## COSA FARE
Per ciascuna affermazione indica con sì o no se concorda con l'articolo su «L'amore rubato», citando le parole decisive dell'articolo. 1. Il libro raccoglie otto storie. 2. Il Premio Fondazione Campiello è stato consegnato a Maraini a Milano. 3. Secondo Maraini il riscatto viene dalla conoscenza.

## TESTO
++++

| Nel nuovo libro, “L’amore rubato”: angherie e soprusi subiti da donne
È dalla nostra maggiore scrittrice italiana, Dacia Maraini, che si èleva il grido di dolore di chi della sofferenza subita porterà indelebilmente i segni per tutta l’esistenza.
“L’amore rubato”, pubblicato questa estate 2012, raccoglie otto storie di cronaca di tutti i giorni: le realtà femminili e le mille sfaccettature dell’essere, in primis, donna. La Maraini, da scrutatrice di anime, ha attentamente analizzato con la lente d’ingrandimento la condizione di dolore di queste protagoniste, e con la sua abilità narrativa ci fa assaporare l’indagine psicologica, effettuata con passo letterario.
Ciò che distingue Dacia dagli altri nostri scrittori, è l’attualità degli eventi, dei soprusi, delle angherie, dei ricatti, delle gelosie che inducono il più debole alla sofferenza, non solo fisica.
Domanda - Le donne sono sempre state al centro dei tuoi racconti, e questa è una delle motivazioni del Premio Fondazione Campiello alla carriera, che ti è stato consegnato quest’anno alla Fenice di Venezia; nei tuoi personaggi quale è l’elemento più evidente del riscatto dalla sofferenza?
Maraini - «La sofferenza più terribile è quella che non si riconosce come tale. Chi pensa di stare bene nel suo dolore, chi pensa di subire semplicemente un destino, chi non conosce i propri diritti, sta veramente male e non trova riscatto. Il riscatto viene dalla conoscenza, dal sentimento di giustizia e dalla voglia di capire e battersi per i propri diritti».
Domanda - Nello scrivere storie «vere», tratte dalla cronaca, dal sociale, ci sono delle preoccupazioni particolari per lo scrittore?
Maraini - «Anche quando si cercano i propri personaggi nella cronaca, non si tratta solo di una ricerca di tipo giornalistico, polemico o sensazionale, ma di una corrispondenza profonda con qualcosa che ci turba e ci ferisce».
Domanda - Dolcezze ed efferatezze: due modi di stare al mondo.

++++

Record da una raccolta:
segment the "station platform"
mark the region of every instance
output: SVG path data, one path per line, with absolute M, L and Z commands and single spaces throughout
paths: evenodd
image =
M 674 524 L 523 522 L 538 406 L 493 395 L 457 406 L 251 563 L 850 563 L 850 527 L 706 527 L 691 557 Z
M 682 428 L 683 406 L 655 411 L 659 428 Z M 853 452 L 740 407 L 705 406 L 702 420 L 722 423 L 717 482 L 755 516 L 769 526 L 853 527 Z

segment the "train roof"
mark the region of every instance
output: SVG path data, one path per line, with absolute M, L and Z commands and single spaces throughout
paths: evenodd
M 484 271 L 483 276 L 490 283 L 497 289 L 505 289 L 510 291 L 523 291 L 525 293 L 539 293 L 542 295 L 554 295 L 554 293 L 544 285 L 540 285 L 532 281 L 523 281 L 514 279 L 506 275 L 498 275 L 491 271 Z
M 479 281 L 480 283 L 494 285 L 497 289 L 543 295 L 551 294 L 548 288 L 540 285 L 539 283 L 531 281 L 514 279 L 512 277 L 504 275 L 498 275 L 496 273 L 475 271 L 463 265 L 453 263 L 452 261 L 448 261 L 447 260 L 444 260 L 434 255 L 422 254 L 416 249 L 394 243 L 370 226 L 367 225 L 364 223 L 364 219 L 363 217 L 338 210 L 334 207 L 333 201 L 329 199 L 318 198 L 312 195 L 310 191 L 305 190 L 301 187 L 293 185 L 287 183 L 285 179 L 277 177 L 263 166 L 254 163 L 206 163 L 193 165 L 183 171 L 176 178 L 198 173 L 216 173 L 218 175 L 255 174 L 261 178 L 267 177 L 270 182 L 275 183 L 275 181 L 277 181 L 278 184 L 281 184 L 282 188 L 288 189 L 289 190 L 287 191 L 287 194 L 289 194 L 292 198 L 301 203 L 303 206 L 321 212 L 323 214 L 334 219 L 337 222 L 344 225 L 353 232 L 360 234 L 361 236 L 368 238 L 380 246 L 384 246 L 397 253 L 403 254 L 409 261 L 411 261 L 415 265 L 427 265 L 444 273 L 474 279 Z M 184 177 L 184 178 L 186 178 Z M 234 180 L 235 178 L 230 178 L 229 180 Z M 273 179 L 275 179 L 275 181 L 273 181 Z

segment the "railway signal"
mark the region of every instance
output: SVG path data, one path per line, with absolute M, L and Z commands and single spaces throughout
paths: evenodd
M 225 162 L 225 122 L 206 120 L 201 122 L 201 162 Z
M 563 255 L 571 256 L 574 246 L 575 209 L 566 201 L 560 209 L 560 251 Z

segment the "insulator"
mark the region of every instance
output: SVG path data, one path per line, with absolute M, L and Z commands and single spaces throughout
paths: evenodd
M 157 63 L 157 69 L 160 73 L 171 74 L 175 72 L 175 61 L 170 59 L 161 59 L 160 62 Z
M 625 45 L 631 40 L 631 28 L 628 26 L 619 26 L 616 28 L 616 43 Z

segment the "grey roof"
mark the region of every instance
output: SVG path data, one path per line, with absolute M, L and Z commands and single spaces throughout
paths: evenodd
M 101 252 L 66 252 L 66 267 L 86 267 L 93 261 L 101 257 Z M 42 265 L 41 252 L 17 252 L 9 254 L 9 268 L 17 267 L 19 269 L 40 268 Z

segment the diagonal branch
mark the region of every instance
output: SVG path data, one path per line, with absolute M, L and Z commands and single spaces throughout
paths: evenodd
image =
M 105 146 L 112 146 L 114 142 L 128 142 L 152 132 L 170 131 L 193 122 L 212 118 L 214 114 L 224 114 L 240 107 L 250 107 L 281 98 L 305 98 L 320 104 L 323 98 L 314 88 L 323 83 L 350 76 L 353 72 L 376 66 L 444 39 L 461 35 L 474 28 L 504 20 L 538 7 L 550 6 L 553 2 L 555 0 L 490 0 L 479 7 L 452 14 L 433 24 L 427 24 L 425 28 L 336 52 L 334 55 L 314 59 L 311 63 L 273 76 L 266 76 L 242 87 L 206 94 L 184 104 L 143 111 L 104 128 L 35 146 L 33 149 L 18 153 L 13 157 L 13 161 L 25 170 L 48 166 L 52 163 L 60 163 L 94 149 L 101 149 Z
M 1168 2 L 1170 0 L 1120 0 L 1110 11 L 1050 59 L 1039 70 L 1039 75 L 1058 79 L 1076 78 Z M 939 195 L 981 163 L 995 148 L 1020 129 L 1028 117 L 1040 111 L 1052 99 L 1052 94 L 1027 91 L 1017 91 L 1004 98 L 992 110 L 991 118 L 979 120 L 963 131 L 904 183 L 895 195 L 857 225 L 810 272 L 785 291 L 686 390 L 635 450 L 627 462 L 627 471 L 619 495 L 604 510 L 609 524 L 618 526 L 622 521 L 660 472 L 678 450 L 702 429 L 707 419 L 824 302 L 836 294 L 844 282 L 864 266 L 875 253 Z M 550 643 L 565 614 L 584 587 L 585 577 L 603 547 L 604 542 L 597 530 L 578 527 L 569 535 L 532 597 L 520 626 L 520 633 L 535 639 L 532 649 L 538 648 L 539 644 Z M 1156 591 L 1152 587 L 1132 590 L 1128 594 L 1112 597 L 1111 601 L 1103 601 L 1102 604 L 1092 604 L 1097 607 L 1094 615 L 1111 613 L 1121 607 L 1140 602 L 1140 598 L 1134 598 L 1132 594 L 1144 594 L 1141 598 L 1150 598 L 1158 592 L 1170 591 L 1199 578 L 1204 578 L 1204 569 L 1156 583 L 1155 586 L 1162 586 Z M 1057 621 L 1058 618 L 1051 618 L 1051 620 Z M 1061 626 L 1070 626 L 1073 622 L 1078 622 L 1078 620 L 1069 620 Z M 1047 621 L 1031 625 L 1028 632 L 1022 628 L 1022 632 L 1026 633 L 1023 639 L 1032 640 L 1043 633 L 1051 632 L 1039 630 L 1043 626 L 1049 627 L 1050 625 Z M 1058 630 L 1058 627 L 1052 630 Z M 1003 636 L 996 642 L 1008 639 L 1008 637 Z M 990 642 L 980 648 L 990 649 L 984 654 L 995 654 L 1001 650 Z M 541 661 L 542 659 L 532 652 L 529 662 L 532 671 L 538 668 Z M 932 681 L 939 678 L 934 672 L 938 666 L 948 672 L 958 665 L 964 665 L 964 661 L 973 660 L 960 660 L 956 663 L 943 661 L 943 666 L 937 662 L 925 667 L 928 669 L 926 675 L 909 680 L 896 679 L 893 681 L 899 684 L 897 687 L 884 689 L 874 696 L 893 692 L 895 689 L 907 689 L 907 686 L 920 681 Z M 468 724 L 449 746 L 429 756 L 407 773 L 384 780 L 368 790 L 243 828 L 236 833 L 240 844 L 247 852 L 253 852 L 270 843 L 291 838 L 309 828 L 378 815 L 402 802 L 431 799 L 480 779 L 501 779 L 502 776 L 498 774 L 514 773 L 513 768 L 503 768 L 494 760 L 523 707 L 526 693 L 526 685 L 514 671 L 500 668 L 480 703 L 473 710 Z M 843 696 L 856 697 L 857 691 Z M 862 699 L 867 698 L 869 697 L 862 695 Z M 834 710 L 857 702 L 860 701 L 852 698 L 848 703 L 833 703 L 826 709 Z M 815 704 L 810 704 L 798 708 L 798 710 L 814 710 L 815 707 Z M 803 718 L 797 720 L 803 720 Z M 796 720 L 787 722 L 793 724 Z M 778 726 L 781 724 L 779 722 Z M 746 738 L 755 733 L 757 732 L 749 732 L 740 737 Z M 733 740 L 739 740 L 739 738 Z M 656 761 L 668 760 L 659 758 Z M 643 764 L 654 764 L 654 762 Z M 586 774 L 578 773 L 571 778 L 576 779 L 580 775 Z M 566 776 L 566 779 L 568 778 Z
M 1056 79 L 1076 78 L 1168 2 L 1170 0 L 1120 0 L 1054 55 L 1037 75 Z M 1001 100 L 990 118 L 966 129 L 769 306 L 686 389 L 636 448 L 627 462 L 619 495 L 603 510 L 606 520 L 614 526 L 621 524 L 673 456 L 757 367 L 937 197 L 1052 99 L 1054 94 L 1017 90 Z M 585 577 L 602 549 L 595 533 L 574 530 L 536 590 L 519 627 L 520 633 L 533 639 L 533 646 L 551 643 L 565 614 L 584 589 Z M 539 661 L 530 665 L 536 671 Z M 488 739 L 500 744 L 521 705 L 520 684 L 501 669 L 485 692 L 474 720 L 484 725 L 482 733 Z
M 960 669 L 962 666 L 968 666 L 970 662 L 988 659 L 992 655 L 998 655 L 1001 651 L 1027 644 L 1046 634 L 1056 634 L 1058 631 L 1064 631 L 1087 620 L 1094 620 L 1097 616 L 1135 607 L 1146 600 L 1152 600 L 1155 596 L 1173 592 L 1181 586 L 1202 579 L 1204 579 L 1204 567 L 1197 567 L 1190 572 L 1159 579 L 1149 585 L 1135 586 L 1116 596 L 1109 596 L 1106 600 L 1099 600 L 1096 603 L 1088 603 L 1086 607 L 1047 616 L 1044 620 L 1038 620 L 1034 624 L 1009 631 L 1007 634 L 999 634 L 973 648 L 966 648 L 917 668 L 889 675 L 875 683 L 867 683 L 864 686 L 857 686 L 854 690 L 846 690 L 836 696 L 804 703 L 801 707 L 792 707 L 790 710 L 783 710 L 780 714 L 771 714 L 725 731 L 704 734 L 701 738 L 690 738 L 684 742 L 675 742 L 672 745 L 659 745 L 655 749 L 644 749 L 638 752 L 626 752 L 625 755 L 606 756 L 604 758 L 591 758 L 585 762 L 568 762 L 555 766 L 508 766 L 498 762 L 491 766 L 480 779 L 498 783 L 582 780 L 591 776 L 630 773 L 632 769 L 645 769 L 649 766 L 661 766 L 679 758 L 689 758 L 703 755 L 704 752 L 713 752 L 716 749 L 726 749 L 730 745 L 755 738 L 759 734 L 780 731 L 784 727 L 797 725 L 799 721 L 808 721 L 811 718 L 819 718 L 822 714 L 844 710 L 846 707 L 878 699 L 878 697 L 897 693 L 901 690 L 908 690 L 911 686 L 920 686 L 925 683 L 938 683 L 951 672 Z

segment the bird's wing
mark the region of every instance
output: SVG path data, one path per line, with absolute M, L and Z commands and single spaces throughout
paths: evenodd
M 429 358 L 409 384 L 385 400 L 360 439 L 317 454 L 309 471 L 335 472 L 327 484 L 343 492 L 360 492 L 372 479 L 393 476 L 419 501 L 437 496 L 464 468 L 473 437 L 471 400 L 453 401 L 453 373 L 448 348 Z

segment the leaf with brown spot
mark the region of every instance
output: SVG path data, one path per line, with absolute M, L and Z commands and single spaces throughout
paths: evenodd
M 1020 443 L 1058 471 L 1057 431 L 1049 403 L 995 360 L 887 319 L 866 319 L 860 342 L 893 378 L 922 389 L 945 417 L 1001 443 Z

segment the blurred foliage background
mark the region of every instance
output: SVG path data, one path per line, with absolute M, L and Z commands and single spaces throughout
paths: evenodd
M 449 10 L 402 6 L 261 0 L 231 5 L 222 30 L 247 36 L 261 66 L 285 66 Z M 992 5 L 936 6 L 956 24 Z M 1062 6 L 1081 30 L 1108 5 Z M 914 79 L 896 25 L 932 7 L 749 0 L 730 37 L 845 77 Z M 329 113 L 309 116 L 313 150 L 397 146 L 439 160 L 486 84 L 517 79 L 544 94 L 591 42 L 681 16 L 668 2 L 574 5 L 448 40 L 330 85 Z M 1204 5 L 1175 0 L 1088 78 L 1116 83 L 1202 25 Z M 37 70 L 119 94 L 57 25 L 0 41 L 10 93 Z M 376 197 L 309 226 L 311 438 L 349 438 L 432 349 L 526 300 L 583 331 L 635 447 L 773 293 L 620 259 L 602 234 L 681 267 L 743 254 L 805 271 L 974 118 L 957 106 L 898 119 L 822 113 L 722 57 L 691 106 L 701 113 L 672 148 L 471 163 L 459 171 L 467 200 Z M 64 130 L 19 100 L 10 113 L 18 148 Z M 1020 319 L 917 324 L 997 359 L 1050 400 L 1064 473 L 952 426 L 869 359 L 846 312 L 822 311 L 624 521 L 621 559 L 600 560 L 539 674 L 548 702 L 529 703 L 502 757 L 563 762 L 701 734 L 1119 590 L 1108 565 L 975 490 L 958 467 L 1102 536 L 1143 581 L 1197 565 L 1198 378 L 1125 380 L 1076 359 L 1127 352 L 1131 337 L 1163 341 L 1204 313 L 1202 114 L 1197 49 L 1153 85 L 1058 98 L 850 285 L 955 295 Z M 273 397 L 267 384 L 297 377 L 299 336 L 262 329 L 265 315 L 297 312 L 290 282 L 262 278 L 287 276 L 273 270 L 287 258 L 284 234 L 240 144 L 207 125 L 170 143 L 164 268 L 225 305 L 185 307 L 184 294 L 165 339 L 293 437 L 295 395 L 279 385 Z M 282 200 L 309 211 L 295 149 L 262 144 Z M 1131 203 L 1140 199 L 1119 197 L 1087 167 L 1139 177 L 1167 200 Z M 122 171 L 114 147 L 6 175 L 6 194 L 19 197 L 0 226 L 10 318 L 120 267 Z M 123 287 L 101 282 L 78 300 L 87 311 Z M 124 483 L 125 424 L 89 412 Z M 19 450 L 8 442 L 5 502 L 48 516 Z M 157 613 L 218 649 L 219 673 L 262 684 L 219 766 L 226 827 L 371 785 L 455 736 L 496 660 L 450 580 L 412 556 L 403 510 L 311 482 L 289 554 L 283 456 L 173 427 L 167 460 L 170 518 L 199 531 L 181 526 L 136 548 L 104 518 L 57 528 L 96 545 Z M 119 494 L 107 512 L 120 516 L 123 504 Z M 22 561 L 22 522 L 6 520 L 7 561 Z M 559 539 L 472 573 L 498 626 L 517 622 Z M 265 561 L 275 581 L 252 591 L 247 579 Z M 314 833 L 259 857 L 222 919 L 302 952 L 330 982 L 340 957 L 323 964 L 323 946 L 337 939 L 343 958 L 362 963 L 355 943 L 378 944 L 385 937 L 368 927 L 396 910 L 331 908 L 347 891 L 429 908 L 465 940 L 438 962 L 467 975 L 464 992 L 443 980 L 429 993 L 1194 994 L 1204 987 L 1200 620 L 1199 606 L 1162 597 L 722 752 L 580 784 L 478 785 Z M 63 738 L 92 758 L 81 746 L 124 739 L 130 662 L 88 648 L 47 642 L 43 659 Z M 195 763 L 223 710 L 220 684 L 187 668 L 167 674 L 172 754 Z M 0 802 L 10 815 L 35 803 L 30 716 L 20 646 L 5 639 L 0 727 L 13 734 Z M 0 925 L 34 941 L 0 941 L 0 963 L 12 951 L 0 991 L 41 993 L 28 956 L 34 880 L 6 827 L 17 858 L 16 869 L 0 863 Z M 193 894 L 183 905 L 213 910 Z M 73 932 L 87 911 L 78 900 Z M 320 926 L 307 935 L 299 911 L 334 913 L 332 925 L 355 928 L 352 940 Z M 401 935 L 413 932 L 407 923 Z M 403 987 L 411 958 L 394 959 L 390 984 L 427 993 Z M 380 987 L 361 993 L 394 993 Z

++++

## RISPOSTA
1. Sì: «raccoglie otto storie di cronaca di tutti i giorni».
2. No: «che ti è stato consegnato quest’anno alla Fenice di Venezia».
3. Sì: «Il riscatto viene dalla conoscenza».